[EXERCISE] Could you copy out the material below word for word, keeping every line unchanged and in its original order?

[AVAILABLE DATA]
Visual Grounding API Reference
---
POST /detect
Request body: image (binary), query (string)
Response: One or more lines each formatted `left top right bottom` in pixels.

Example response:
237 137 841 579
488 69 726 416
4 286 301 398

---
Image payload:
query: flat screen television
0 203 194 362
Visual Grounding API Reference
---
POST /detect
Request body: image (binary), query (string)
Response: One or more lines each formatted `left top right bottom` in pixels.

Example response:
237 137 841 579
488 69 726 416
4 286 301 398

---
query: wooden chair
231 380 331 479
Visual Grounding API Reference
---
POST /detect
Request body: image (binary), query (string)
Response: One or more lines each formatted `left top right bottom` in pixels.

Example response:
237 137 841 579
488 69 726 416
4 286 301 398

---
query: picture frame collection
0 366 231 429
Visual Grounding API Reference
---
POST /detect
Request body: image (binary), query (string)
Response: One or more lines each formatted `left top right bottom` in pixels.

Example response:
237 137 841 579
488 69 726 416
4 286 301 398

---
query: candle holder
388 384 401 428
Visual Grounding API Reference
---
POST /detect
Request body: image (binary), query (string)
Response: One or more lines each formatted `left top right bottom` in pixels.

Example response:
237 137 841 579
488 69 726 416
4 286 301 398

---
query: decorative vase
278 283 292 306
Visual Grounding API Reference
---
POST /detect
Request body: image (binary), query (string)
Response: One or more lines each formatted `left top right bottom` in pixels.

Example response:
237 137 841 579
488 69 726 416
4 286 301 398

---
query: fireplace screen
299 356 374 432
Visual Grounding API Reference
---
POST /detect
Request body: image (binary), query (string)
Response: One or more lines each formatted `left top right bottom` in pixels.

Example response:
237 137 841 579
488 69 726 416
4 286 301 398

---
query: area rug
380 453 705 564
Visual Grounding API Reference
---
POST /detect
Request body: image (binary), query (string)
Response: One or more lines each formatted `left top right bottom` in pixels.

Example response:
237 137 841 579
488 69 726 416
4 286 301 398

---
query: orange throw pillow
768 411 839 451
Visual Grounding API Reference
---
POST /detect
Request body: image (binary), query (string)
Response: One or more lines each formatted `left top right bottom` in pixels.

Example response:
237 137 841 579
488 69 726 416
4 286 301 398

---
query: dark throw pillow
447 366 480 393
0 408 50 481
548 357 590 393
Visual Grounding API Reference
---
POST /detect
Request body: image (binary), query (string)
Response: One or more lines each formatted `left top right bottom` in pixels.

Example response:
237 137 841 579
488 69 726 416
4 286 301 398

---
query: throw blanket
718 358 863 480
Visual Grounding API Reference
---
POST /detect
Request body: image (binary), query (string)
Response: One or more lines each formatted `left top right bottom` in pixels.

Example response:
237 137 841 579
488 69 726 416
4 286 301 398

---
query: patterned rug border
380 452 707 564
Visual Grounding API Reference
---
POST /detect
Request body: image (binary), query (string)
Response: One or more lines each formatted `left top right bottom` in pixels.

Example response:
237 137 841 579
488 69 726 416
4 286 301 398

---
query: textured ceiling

[TASK RESULT]
Visual Grounding API Reference
---
POST /detect
Request body: image (binary), query (string)
Response: One or more lines each formatted `left top right bottom` in pixels.

Example response:
237 137 841 579
488 69 726 416
4 286 301 398

---
Image payload:
query: flat screen television
0 203 194 362
Visual Grounding API Reference
---
POST /detect
Request body: image (binary), query (string)
Response: One or more lines each formatted `left top right bottom` in pixels.

Example response:
237 137 841 579
488 69 726 416
4 286 301 398

---
query: wooden chair
231 380 331 479
Visual Grounding API Reference
---
POST /detect
Request body: image (binary), query (string)
Response: One or more lines each formatted `left top right bottom` in pixels.

Example response:
237 137 841 579
488 69 726 416
4 286 301 398

---
query: picture frame collection
0 366 231 429
Visual Grounding API Reference
---
POST /detect
Request body: image (binary), query (string)
Response: One or more lines each formatted `left top right bottom` in pixels.

Example response:
237 137 841 579
488 69 726 416
4 286 301 398

---
query: candle holder
388 384 401 428
Visual Grounding API Reference
---
POST /detect
Request body: image (binary), query (string)
Response: One or more lines each formatted `left top right bottom` in pixels.

Example response:
237 137 841 579
488 69 726 416
4 286 301 398

---
query: decorative vase
278 283 292 306
Visual Grounding API Reference
---
POST /detect
Request body: image (binary), query (string)
Response: One or more lines each formatted `left top right bottom` in pixels.

Example response:
237 137 841 579
488 69 726 416
4 286 301 398

---
query: fireplace screen
299 356 374 432
Visual Grounding API Reference
---
POST /detect
Request body: image (binary), query (string)
Response: One or more lines each formatted `left top right bottom` in pixels.

Example response:
237 137 841 579
488 69 726 416
4 286 301 398

---
query: area rug
380 453 705 564
Visual Grounding API Reference
---
POST /detect
Request body: image (binary), query (string)
Response: One or more lines each formatted `left top right bottom` in pixels.

Example response:
237 137 841 579
488 69 726 416
4 286 301 398

---
query: orange throw pillow
768 411 839 451
Visual Grounding API Reference
---
POST /detect
Request body: image (binary), query (string)
Response: One or more lines each formatted `left top right bottom` in pixels.

Example response:
237 137 841 579
488 69 726 416
4 286 301 398

---
query: dark throw pillow
447 366 480 393
0 408 50 481
548 357 590 393
Visual Grounding API Reference
---
POST /detect
Request body: image (binary), query (string)
Response: One or more lines each formatted `left top right bottom` in pixels.

Example response:
237 137 841 579
488 69 726 416
4 286 301 398

---
query: throw blanket
718 358 863 480
Visual Grounding API Reference
---
POST /detect
Request body: image (binary), query (string)
Response: One or more lines each formatted `left top right bottom` in pixels.

Example response:
237 137 841 579
488 69 726 416
4 286 301 398

---
query: patterned rug border
380 452 707 564
Visual Grounding API Reference
---
POST /detect
Request body: image (binary), query (string)
Response: One or more lines each formatted `left top right bottom` in pixels.

Example response:
237 137 841 579
488 69 726 416
4 286 301 398

---
query: textured ceiling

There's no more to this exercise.